[HN Gopher] The FTC's new enforcement weapon: "Algorithmic destr...
___________________________________________________________________
The FTC's new enforcement weapon: "Algorithmic destruction"
Author : simonebrunozzi
Score : 94 points
Date : 2022-03-17 15:29 UTC (7 hours ago)
(HTM) web link (www.protocol.com)
(TXT) w3m dump (www.protocol.com)
| tomc1985 wrote:
| Good, I hope they tear through this data-mining-gold-rush and set
| us back 1000 years, and I hope all the wantrepreneurs trying to
| exploit all of us with this data bullshit end up homeless and
| poor.
|
| I am not a data point, I do not want to be a data point, and I do
| not want products and services to interact with me as if I was.
| We humans are superior at curation, discovery, and anticipating
| our needs. Not AI.
| BurningFrog wrote:
| If AI is inferior, there is no need to ban it. Pick a side!

■ ■ ■ ■ ■

Things to do ->
[1] List every username that appears in the thread about the FTC's "algorithmic destruction," including the post's author.
[2] Carry on the thread about the FTC's "algorithmic destruction" past its last comment.

Extracted entries ->
■ ■ ■ ■ ■

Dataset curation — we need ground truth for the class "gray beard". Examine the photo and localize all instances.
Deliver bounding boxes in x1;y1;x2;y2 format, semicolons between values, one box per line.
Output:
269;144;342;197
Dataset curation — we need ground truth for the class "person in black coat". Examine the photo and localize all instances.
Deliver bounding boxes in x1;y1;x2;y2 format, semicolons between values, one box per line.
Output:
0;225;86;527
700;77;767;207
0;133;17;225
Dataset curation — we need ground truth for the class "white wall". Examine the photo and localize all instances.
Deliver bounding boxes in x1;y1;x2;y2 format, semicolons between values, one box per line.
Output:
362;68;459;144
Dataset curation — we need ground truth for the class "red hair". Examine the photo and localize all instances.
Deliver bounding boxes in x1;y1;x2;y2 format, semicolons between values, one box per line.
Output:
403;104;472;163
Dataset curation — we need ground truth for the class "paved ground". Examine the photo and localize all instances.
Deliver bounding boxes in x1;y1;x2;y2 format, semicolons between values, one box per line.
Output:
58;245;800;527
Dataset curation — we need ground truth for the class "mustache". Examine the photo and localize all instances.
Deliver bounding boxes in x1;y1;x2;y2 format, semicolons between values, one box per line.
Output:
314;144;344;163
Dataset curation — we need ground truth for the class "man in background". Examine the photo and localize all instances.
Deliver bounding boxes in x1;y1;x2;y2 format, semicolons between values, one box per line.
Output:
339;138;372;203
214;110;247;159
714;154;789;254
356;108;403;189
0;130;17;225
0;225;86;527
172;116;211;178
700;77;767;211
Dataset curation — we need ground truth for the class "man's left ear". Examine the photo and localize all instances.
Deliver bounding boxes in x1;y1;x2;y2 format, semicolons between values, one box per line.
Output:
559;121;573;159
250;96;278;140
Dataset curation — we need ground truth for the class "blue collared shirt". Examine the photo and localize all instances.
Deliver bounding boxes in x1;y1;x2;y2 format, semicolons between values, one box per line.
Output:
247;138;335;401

■ ■ ■ ■ ■

Answers for the tasks ->
[1] simonebrunozzi, tomc1985, BurningFrog

[2]
| sodkmfkwegw wrote:
| That's the same argument as :
|
| If nuclear weapons are superior to all weapons, no need to
| ban them!!
| andreilys wrote:
| _We humans are superior at curation, discovery, and
| anticipating our needs._
|
| Depends, I would prefer reco Algos be open source and I can
| plug in different ones.
|
| Trying to make sense of the mass of data without a personalized
| recommendation engine is a fools errand.
| hi_im_miles wrote:
| We basically need a curation protocol.
| yummypaint wrote:
| This is the field of library science
| tenebrisalietum wrote:
| all we need is grep for audio and video and I'm good.
| prometheus76 wrote:
| Related: there are a few channels on youtube that I archive
| locally, and I always grab the subtitles when I do. I throw
| them all into a database that I can run queries against if
| I'm trying to remember which video something was said in.
| It's not a direct grep of the video, but pretty close!
| m463 wrote:
| > We humans are superior at curation, discovery, and
| anticipating our needs
|
| You speak as though advertising was for you.
|
| The data being collected about you is used to sell you to
| advertisers, and your data to 3rd parties.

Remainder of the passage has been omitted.